▸ Problem description
Starting at the line that contains "draw the outline of man's", quote each line exactly through the last line of the entries, both included.

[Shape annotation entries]

============

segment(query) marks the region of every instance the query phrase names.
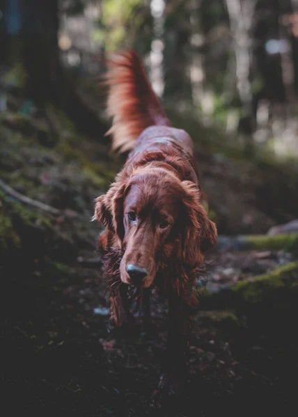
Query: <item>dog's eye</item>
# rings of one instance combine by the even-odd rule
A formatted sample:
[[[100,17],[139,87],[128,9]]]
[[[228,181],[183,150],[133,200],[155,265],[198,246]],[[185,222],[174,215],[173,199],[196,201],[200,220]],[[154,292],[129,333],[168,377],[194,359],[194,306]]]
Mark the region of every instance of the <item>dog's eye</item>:
[[[170,224],[166,220],[162,220],[162,222],[159,223],[159,227],[161,229],[166,229],[166,227],[168,227],[168,226],[169,226],[169,224]]]
[[[132,220],[132,222],[134,222],[136,220],[136,213],[134,213],[134,211],[130,211],[130,213],[127,214],[127,216],[130,220]]]

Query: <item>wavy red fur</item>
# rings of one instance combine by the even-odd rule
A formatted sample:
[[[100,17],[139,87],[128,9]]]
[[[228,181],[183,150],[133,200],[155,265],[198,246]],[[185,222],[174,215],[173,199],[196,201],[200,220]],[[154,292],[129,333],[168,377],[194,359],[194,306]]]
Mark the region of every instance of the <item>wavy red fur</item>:
[[[193,287],[217,229],[202,205],[192,140],[171,127],[139,57],[127,50],[108,67],[113,147],[131,151],[115,182],[96,199],[94,215],[105,227],[98,248],[110,288],[110,323],[132,320],[130,286],[141,295],[145,325],[150,288],[166,296],[168,336],[157,391],[171,392],[185,375],[191,310],[198,306]]]
[[[133,50],[116,54],[107,63],[107,113],[113,119],[108,133],[113,135],[112,148],[121,153],[133,149],[146,127],[171,124]]]

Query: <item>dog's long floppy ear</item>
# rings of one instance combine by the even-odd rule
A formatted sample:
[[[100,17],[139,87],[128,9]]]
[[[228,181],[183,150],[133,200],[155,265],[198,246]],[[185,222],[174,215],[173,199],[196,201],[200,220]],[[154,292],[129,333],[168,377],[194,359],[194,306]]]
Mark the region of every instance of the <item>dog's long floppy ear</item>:
[[[122,241],[124,238],[123,202],[126,184],[120,181],[112,184],[107,194],[100,195],[95,199],[93,220],[97,219],[106,227],[105,239],[112,240],[113,235]],[[108,242],[104,242],[107,245]]]
[[[217,244],[217,231],[201,204],[201,193],[196,185],[184,181],[182,186],[186,211],[182,255],[184,263],[191,268],[200,266],[205,252]]]

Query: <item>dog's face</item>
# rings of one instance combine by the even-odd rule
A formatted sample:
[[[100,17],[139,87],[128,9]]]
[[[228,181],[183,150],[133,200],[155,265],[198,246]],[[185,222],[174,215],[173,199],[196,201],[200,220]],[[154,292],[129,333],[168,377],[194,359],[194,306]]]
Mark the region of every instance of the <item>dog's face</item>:
[[[97,199],[95,216],[107,227],[99,245],[121,246],[121,280],[148,288],[160,262],[200,265],[217,240],[215,225],[193,183],[162,169],[139,170]]]

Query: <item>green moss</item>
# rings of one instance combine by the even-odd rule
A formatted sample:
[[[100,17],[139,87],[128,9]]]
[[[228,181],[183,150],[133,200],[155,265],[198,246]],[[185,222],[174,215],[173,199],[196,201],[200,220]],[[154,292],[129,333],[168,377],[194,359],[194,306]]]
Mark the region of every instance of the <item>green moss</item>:
[[[240,240],[243,244],[243,249],[284,250],[298,253],[298,234],[242,236]]]
[[[1,202],[1,198],[0,198]],[[0,251],[1,253],[13,248],[19,249],[20,240],[15,232],[13,223],[3,210],[0,211]]]
[[[234,323],[239,324],[239,319],[233,311],[229,310],[210,310],[208,311],[199,311],[195,320],[207,320],[216,324]]]
[[[249,303],[261,302],[274,290],[298,288],[298,261],[290,262],[253,279],[235,284],[231,291],[237,298]]]

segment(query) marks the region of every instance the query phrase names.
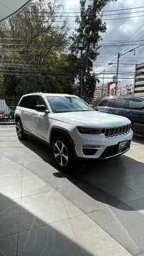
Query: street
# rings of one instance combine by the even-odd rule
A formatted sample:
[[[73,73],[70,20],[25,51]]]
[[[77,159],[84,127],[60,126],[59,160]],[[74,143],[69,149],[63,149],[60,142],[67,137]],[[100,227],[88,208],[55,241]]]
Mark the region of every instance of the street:
[[[0,256],[144,255],[144,138],[65,174],[47,145],[0,127]]]

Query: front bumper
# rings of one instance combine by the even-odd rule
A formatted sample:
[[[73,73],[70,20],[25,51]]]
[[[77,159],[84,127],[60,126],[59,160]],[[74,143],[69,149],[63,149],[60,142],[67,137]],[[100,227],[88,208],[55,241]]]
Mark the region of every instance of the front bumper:
[[[74,139],[76,155],[77,157],[88,159],[102,159],[121,155],[130,149],[133,134],[131,129],[128,134],[106,138],[104,134],[79,133]],[[119,149],[119,143],[123,141],[126,142],[126,146]],[[90,146],[91,145],[93,146]]]

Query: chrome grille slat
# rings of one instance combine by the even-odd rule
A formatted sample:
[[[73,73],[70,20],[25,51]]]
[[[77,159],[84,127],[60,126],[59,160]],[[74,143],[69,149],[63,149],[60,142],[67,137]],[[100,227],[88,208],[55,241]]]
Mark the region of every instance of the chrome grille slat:
[[[105,129],[105,137],[106,138],[113,137],[128,133],[131,129],[131,124],[118,127],[110,127]]]

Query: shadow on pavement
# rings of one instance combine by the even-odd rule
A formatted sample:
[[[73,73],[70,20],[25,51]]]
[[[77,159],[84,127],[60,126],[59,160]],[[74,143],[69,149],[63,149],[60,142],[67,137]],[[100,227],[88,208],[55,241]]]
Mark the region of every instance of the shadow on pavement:
[[[21,198],[10,199],[0,194],[0,255],[92,256],[77,245],[68,218],[48,224],[46,214],[50,211],[48,202],[52,193],[48,195],[42,202],[32,202],[31,197],[35,195],[23,197],[21,201]],[[24,208],[21,207],[21,202]],[[48,223],[39,215],[43,220],[47,218]]]
[[[124,155],[92,163],[76,162],[73,170],[65,173],[57,169],[47,145],[31,137],[23,144],[55,169],[52,175],[57,182],[70,181],[56,188],[83,212],[101,210],[107,205],[123,210],[144,209],[144,201],[133,208],[128,206],[144,198],[144,164]],[[48,171],[43,177],[48,183],[51,179]]]

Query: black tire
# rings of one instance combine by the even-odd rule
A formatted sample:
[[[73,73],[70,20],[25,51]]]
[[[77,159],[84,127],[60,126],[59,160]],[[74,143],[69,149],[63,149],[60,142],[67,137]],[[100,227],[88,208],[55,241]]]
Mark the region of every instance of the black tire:
[[[68,139],[65,137],[58,137],[53,140],[52,154],[60,169],[70,171],[74,166],[74,152]]]
[[[25,134],[23,129],[23,125],[21,121],[18,119],[16,122],[16,134],[18,135],[18,138],[21,140],[26,139],[27,135]]]

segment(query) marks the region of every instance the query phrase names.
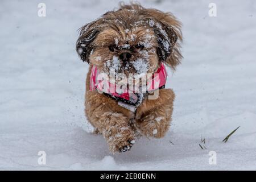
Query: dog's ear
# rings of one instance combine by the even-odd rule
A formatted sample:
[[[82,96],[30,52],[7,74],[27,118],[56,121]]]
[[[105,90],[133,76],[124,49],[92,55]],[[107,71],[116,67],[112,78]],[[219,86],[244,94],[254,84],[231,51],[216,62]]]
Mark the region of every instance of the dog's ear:
[[[100,20],[89,23],[79,29],[79,38],[76,42],[76,52],[83,61],[89,63],[89,57],[93,49],[93,40],[100,32]]]
[[[183,57],[179,43],[182,42],[181,23],[171,13],[155,9],[147,11],[153,18],[149,23],[158,38],[159,60],[175,69]]]

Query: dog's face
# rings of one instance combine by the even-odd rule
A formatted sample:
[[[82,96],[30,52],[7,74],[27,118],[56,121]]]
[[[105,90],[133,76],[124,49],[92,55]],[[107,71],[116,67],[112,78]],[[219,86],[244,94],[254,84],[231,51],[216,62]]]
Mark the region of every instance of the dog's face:
[[[102,72],[152,73],[163,62],[173,68],[179,63],[180,28],[170,14],[122,6],[82,27],[76,49]]]

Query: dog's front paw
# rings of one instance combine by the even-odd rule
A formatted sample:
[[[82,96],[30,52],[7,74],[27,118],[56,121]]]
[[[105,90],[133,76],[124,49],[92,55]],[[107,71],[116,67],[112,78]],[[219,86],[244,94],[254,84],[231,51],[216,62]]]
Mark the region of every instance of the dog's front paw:
[[[127,145],[125,145],[119,148],[118,151],[119,152],[124,152],[130,150],[133,144],[135,143],[134,140],[129,140],[127,143],[128,143]]]

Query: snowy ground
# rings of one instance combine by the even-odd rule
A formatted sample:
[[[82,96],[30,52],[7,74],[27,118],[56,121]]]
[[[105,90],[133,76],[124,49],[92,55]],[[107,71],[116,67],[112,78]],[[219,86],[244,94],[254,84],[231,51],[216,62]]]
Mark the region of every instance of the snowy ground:
[[[38,16],[42,2],[45,18]],[[208,16],[210,2],[217,17]],[[176,94],[173,122],[164,138],[113,155],[101,136],[85,131],[88,65],[75,46],[76,30],[118,2],[1,1],[0,169],[256,169],[255,1],[141,3],[183,23],[184,58],[167,84]],[[46,165],[38,163],[39,151]]]

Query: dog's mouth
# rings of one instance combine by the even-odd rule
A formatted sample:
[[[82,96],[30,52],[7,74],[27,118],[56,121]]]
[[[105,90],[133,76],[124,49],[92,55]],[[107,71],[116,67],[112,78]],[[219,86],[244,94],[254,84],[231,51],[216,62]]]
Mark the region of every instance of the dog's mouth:
[[[113,56],[112,60],[107,60],[105,64],[106,71],[114,71],[116,73],[123,73],[127,76],[129,74],[146,74],[148,69],[148,62],[141,58],[125,62]]]

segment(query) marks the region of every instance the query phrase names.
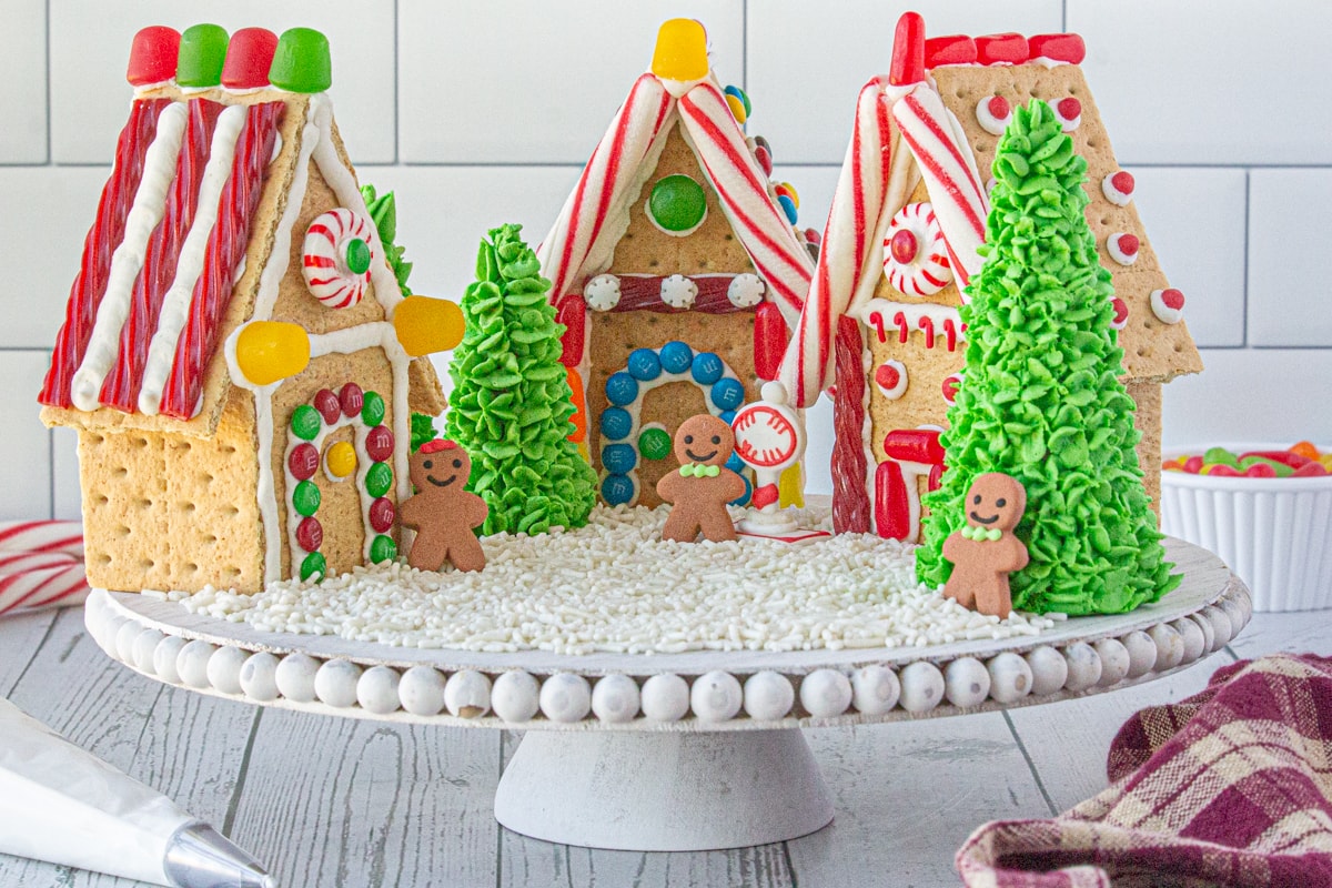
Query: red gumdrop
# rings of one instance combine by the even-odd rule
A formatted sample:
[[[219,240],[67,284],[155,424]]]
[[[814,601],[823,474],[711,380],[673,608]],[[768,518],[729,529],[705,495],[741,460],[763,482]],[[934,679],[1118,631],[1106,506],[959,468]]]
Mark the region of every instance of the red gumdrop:
[[[324,543],[324,525],[313,515],[302,518],[296,526],[296,545],[308,553],[316,551]]]
[[[976,37],[976,61],[982,65],[1007,63],[1020,65],[1027,61],[1027,39],[1020,33],[991,33]]]
[[[1087,44],[1075,33],[1039,33],[1027,37],[1028,59],[1052,59],[1080,65],[1087,57]]]
[[[228,89],[254,89],[268,85],[277,35],[266,28],[241,28],[226,44],[222,85]]]
[[[388,462],[393,455],[393,433],[388,426],[374,426],[365,434],[365,453],[374,462]]]
[[[924,80],[924,19],[919,12],[903,12],[892,35],[888,83],[895,87]]]
[[[342,415],[341,407],[337,403],[337,395],[328,389],[320,389],[314,393],[314,398],[310,401],[310,406],[320,411],[324,417],[325,425],[333,425]]]
[[[297,481],[309,481],[320,467],[320,451],[309,442],[296,445],[286,458],[286,467]]]
[[[976,60],[976,41],[966,35],[928,37],[924,41],[924,67],[970,65]]]
[[[910,265],[915,260],[916,252],[920,245],[916,242],[916,236],[910,229],[900,229],[888,241],[888,252],[892,253],[892,258],[902,265]]]
[[[136,87],[160,84],[176,76],[180,60],[180,33],[166,25],[141,28],[129,49],[125,80]]]
[[[361,391],[361,386],[354,382],[348,382],[342,386],[342,390],[337,393],[338,406],[342,409],[348,417],[361,415],[361,407],[365,406],[365,393]]]
[[[370,527],[374,529],[377,534],[386,534],[389,527],[393,526],[393,519],[397,517],[397,510],[393,509],[393,503],[380,497],[373,503],[370,503]]]

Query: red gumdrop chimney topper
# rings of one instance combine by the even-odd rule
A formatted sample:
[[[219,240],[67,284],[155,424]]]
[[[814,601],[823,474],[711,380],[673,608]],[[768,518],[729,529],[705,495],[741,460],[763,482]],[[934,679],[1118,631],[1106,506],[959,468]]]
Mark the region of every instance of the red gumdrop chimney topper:
[[[268,85],[268,69],[277,52],[277,35],[266,28],[241,28],[232,35],[222,65],[222,85],[228,89],[256,89]]]
[[[903,12],[892,36],[892,64],[888,83],[907,87],[924,80],[924,19],[919,12]]]
[[[151,25],[135,35],[125,80],[135,87],[160,84],[176,76],[180,33],[166,25]]]

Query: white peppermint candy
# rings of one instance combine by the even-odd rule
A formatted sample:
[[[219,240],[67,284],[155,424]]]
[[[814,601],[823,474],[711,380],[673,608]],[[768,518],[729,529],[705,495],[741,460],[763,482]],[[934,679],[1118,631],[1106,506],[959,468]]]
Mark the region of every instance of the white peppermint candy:
[[[583,302],[594,312],[610,312],[619,305],[619,278],[598,274],[583,286]]]

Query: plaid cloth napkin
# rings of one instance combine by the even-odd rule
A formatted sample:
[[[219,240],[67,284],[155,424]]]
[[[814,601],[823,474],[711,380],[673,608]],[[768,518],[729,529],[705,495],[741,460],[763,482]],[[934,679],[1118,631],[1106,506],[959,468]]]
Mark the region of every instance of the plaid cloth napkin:
[[[1332,659],[1217,670],[1131,718],[1108,772],[1054,820],[980,827],[958,852],[966,885],[1332,885]]]

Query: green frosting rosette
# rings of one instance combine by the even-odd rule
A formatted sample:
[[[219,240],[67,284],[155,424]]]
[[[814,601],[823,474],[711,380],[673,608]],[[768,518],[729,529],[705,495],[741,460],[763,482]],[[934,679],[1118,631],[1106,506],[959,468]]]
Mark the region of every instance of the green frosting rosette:
[[[581,527],[597,499],[597,475],[569,441],[565,326],[521,232],[505,225],[481,242],[477,281],[462,297],[466,333],[449,365],[446,433],[472,457],[468,489],[490,507],[482,534]]]
[[[962,306],[966,370],[948,431],[947,471],[916,574],[942,586],[944,539],[987,471],[1027,489],[1016,534],[1031,562],[1010,576],[1018,610],[1119,614],[1179,583],[1169,572],[1135,447],[1135,405],[1119,381],[1110,273],[1087,225],[1087,161],[1050,107],[1018,108],[999,140],[984,268]]]

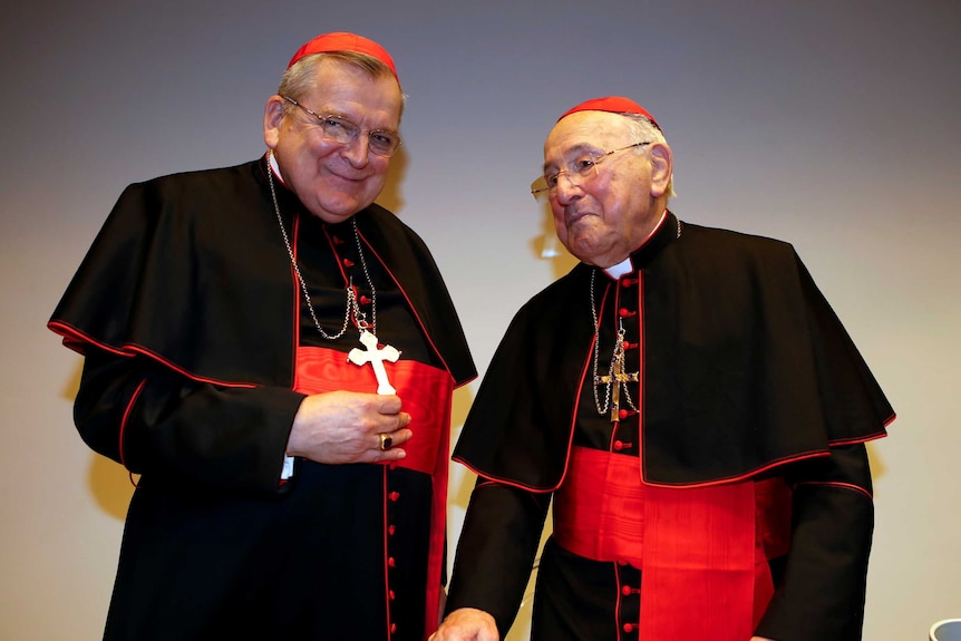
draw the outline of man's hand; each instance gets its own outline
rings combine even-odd
[[[317,463],[380,463],[399,460],[399,447],[410,440],[410,415],[400,411],[400,398],[353,391],[330,391],[303,399],[287,443],[288,456]],[[381,436],[390,448],[381,449]]]
[[[460,608],[447,615],[428,641],[499,641],[494,618],[483,610]]]

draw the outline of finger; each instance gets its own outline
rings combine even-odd
[[[384,415],[398,414],[400,411],[400,397],[395,395],[378,396],[377,411]]]
[[[390,437],[394,441],[391,447],[399,447],[414,437],[414,430],[407,428],[398,429],[397,431],[390,433]]]

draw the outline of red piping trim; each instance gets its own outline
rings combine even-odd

============

▸ The response
draw the outline of man's hand; each instance gets its own outline
rings combine even-odd
[[[317,463],[380,463],[399,460],[399,447],[410,440],[410,415],[400,411],[400,398],[353,391],[330,391],[303,399],[287,443],[288,456]],[[381,436],[390,448],[381,449]]]
[[[460,608],[447,615],[428,641],[499,641],[494,618],[483,610]]]

draw the outline of finger; each instance gets its own outline
rings combine even-odd
[[[384,415],[398,414],[400,411],[400,397],[395,395],[378,396],[377,411]]]
[[[390,437],[394,441],[391,447],[399,447],[414,437],[414,430],[407,428],[398,429],[397,431],[390,433]]]

draw the outline of red piping trim; each instance gets its own outline
rings combine even-odd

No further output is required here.